* EXERCISE DESCRIPTION *
Arrange every line of the records below as a numbered list, skipping blank lines. Leave the pictures out of the answer.

****************************************

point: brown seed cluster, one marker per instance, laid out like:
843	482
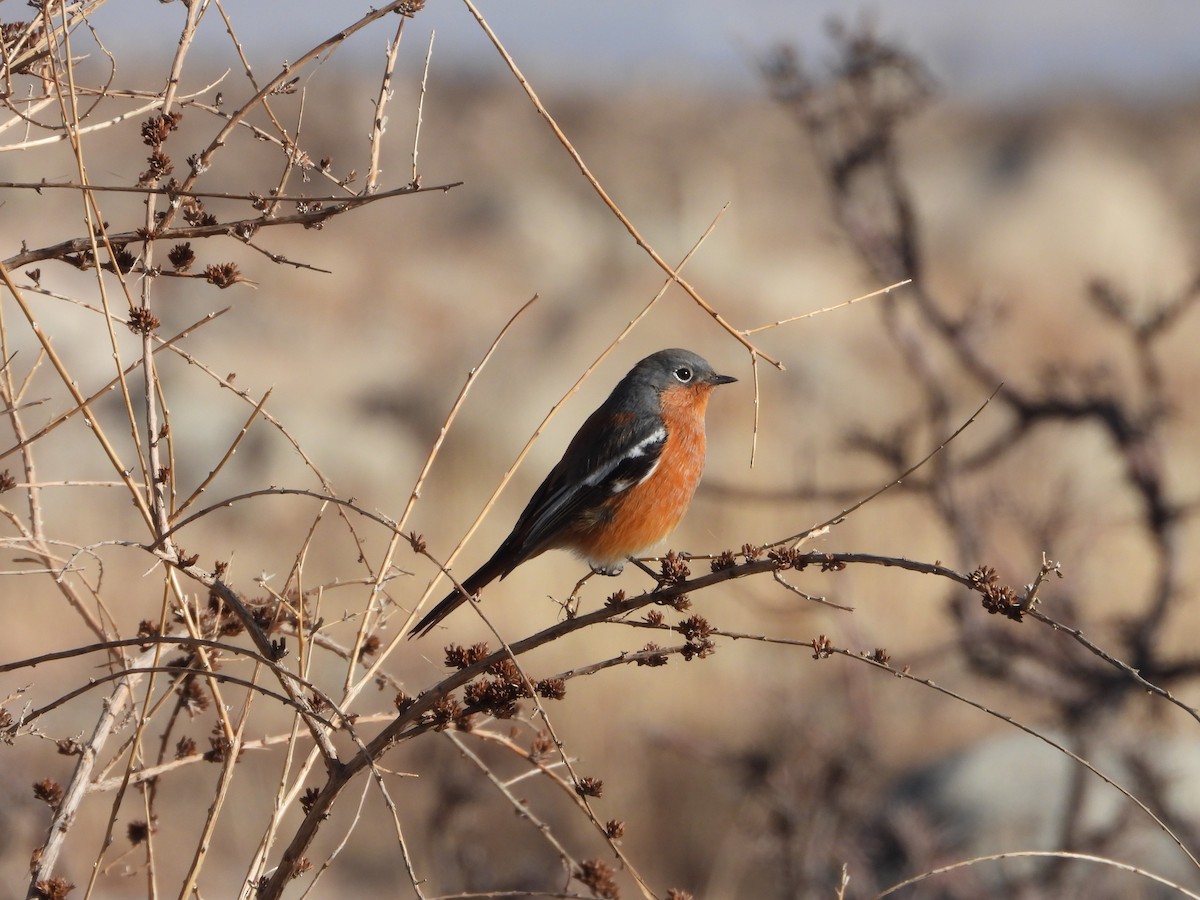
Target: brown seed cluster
997	599
181	257
727	559
598	876
589	786
142	321
654	655
499	695
675	569
155	132
822	648
55	888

****************************************

* FINISHED ANSWER *
1. point: brown seed cluster, one marker per instance, laid out like:
2. 843	482
3. Target: brown seed cluster
4. 997	599
5. 181	257
6. 727	559
7. 598	876
8. 589	786
9. 142	321
10. 654	655
11. 499	695
12. 675	569
13. 155	132
14. 822	648
15. 55	888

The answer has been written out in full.